- Requirements -
Copy out, in full, every line of the data below that contains the word "foliage".
--- START OF Data rows ---
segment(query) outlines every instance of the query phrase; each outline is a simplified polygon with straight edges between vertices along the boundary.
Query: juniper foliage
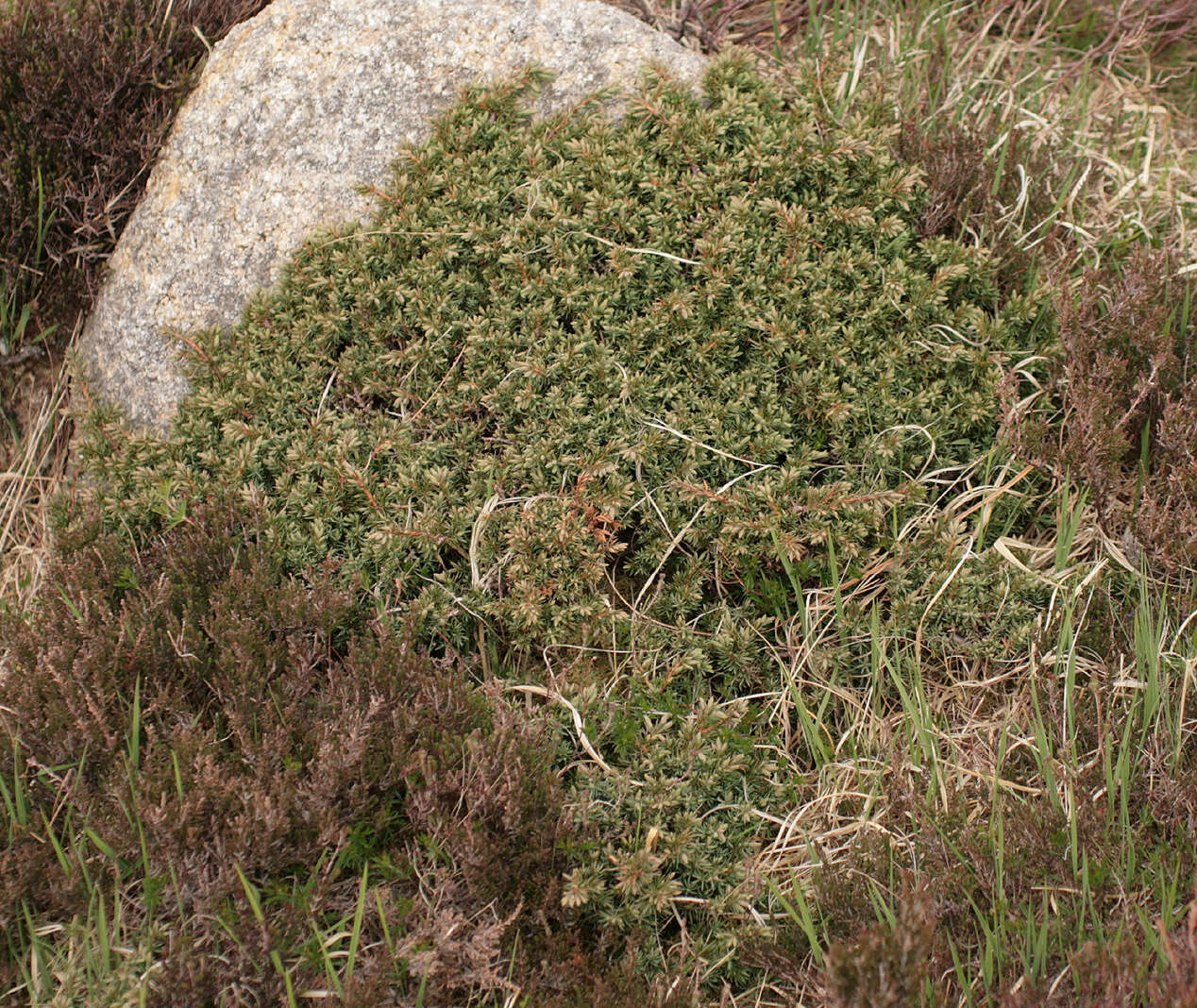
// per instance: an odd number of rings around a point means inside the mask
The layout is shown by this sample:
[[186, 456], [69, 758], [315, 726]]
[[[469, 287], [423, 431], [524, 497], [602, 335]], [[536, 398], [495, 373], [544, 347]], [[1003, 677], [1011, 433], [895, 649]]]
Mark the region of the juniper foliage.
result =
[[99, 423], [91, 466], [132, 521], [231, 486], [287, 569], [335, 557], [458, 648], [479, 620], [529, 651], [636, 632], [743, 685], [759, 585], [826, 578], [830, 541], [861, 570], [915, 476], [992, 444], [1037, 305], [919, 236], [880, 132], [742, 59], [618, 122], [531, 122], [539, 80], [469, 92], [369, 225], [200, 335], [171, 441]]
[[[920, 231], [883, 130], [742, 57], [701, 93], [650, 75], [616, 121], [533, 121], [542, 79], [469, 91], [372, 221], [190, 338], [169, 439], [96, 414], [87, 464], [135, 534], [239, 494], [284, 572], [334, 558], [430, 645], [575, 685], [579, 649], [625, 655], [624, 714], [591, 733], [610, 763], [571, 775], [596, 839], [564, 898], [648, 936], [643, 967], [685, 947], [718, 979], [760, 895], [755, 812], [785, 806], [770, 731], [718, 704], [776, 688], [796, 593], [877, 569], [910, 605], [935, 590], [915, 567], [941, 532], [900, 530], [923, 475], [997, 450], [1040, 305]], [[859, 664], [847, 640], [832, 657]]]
--- END OF Data rows ---
--- START OF Data rows ---
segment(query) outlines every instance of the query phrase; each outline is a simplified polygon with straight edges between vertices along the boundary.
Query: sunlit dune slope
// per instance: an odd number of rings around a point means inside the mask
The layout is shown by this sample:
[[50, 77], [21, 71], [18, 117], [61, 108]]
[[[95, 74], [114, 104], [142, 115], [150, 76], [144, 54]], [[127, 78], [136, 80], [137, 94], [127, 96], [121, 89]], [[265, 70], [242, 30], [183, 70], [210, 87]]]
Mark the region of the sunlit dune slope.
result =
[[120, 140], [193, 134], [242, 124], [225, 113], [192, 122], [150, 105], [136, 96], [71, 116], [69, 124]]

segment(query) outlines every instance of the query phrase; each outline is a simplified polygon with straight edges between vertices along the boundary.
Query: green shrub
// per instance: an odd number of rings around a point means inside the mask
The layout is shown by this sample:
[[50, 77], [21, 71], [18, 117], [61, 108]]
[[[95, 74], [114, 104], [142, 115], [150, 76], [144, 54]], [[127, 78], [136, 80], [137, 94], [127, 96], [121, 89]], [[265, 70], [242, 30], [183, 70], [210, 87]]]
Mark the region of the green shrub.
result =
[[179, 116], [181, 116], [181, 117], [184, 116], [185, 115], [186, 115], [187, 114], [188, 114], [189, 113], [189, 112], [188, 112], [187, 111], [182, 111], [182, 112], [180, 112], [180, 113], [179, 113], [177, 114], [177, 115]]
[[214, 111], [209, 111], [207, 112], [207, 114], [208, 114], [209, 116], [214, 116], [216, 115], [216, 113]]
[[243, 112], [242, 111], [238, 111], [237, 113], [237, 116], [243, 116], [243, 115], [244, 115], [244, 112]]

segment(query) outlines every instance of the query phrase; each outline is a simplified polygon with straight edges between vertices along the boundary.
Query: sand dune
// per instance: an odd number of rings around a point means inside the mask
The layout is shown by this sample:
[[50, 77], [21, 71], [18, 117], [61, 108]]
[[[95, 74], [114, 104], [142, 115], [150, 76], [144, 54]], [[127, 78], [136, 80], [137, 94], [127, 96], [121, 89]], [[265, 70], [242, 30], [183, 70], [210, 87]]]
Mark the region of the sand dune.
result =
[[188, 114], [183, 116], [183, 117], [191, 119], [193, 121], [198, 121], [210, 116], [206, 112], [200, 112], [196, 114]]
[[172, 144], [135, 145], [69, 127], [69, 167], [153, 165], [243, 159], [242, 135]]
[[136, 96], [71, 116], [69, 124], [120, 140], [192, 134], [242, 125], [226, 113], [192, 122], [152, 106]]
--- END OF Data rows ---
--- START OF Data rows ---
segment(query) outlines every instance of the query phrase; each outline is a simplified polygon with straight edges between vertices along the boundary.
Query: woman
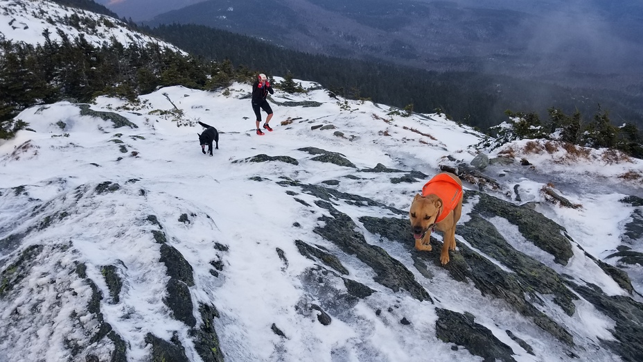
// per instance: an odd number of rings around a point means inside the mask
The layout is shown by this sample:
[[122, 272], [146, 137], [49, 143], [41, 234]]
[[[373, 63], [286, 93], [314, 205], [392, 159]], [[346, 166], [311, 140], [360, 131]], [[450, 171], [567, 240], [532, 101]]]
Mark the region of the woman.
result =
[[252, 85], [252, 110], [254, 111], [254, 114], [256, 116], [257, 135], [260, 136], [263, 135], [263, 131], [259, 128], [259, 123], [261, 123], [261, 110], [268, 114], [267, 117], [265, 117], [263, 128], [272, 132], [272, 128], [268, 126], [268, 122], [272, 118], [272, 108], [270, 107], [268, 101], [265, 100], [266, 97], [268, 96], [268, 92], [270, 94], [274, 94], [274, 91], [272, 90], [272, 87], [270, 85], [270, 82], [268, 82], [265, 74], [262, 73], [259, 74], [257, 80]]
--- END OF Data rows ---
- Written solution -
Query: juniper foliage
Mark the region of the juniper foliage.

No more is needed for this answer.